** start SOURCE PASSAGE **

- Location of D'mt
- Capital: Yeha
- Common languages: Ethio-Sabaic
- Government: Monarchy
- Historical era: Iron Age
- • Established: 8th c. BC
- • Disestablished: 4th c. BC
| Preceded by | Succeeded by |
| / Gash Group; / Sheba | Kingdom of Aksum / |

= Dʿmt =

c. 980–400 BCE kingdom in Eritrea and fringes of northern Ethiopia

dʿmt (ደዐመተ; theoretically vocalized ዳዓማት, *Daʿamat or ዳዕማት, *Daʿəmat) was a Ethio-Sabaean kingdom located in present-day Eritrea and the northern Tigray Region of Ethiopia.

The exact dates of its existence remain unknown. However, a timeframe spanning from the end of the 8th century BC to the 6th century BC is a hypothesis. Few inscriptions by or about this kingdom survive, and very little archaeological work has taken place. As a result, it is not known whether dʿmt ended as a civilization before the Kingdom of Aksum's early stages, evolved into the Aksumite state, or was one of the smaller states united in the Kingdom of Aksum, possibly around 150 BC.

==History==

Given the presence of a large temple complex, the capital of dʿmt may have been present-day Yeha, in Tigray Region, Ethiopia. At Yeha, the temple to the god Ilmuqah is still standing.

The culture of dʿmt can be dated to approximately 800/700–400 BC on the basis of four radiometric dates from the Domestic Site at Aksum. Radiometric dates from Betä Giyorgis also indicate that a Proto-Aksumite polity had emerged in northern Tégray by the 4th century BC, suggesting dʿmt was already in decline at that point. The kingdom occupied a narrow transect from the edge of the plateau in Akkälä Guzay to the Täkkäze river in Tégray, possibly extending further west into Šire, with marginal sites near Mäqälä. The main sites were Yeha, Hawélti, and Mälazo in Tégray, and Mätära, Addi Kramatén, and Käskäse in central Eritrea.
The temple at Yeha resembles early first-millennium BC temples in the Gawf region of Yemen, particularly the temple of the god Nakrah at Baraqish, in its overall layout and in details such as incense burners, offering tables, and decorative motifs including lunar symbols and ibex figures.

** end SOURCE PASSAGE **

__TASK A__:
Answer these from the Dʿmt passage:
(i) Which god's temple is still standing at Yeha?
(ii) How many radiometric dates from the Domestic Site at Aksum are used to date the culture of Dʿmt?
(iii) Which temple at Baraqish does the temple at Yeha resemble?
__TASK B__: Carry on writing the Dʿmt passage, starting right after its last sentence.

** start DATASET CONTENT **

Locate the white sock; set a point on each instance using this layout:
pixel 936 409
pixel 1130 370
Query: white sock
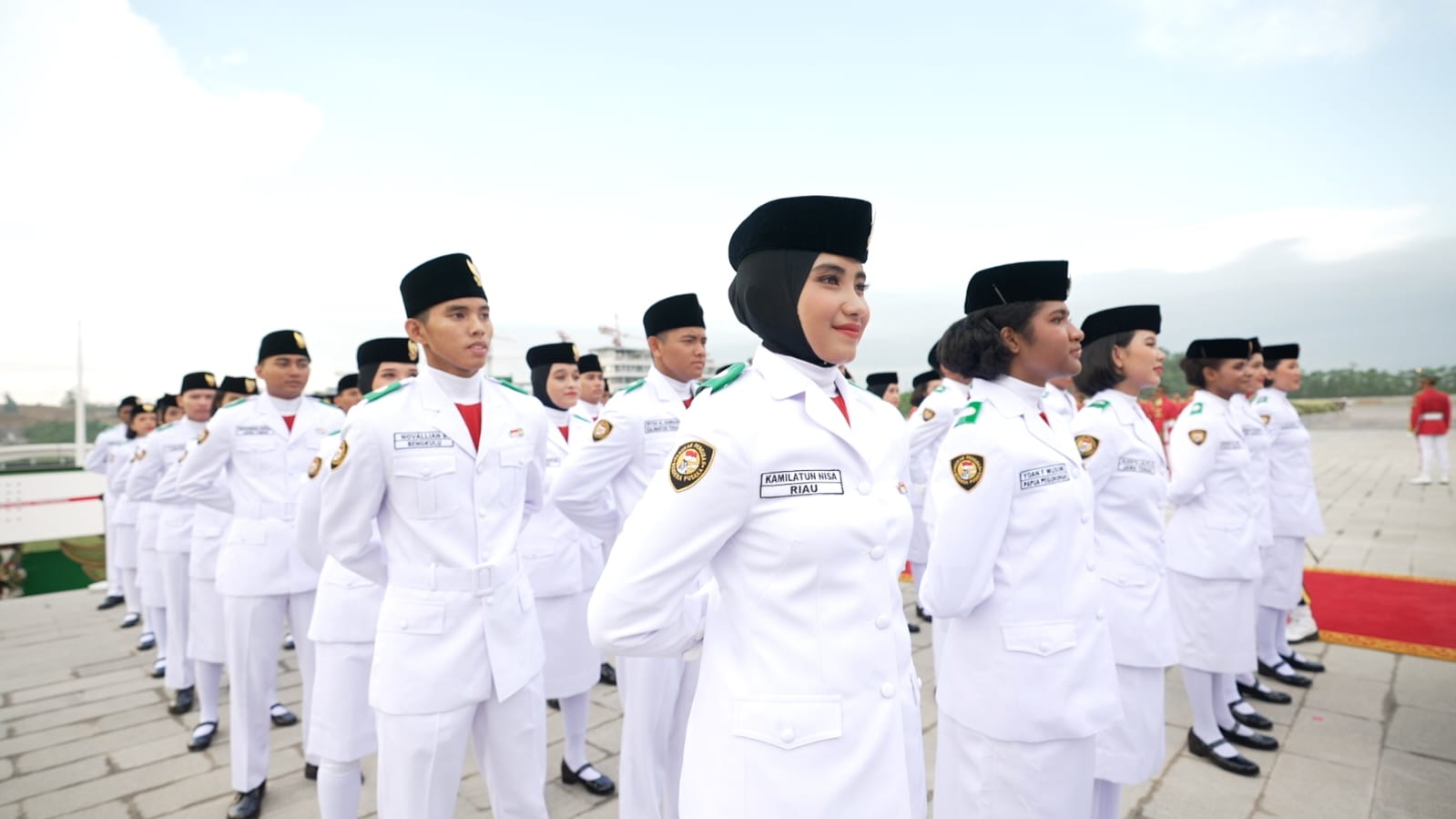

** end DATASET CONTENT **

__EXPECTED ANSWER A__:
(i) Ilmuqah
(ii) Four
(iii) The temple of the god Nakrah

__EXPECTED ANSWER B__:
Some modern historians including Stuart Munro-Hay, Rodolfo Fattovich, Ayele Bekerie, Cain Felder, and Ephraim Isaac consider this civilization to be indigenous, although Sabaean-influenced due to the latter's dominance of the Red Sea, while others like Joseph Michels, Henri de Contenson, Tekle-Tsadik Mekouria, and Stanley Burstein have viewed dʿmt as the result of a mixture of Sabaeans and indigenous peoples. Some sources consider the Sabaean influence to be minor, limited to a few localities, and disappeared after a few decades or a century, perhaps representing a trading or military colony in some sort of symbiosis or military alliance with the civilization of dʿmt or some other proto-Aksumite state.

Archaeologist Rodolfo Fattovich believed that there was a division in the population of dʿmt and northern Ethiopia due to the kings ruling over the 'sb (Sabaeans) and the 'br, the 'Reds' and the 'Blacks'. Fattovich also noted that the known kings of dʿmt worshipped both South Arabian and indigenous gods named 'str, Hbs, Dt Hmn, Rb, Šmn, Ṣdqn and Šyhn.

===Collapse===
In the final phase, monumental buildings at Yeha were abandoned and the town sharply decreased in size. Evidence of fire destruction of two buildings at Yeha may point to warfare as the cause of collapse. The landscape came to be characterised by small rural settlements nucleated around Aksum, though occupation continuity at Mätära suggests that urban society survived in central Eritrea into the later period. After the fall of dʿmt, the plateau came to be dominated by smaller unknown successor kingdoms. This lasted until the rise of one of these polities during the first century BC, the Aksumite Kingdom.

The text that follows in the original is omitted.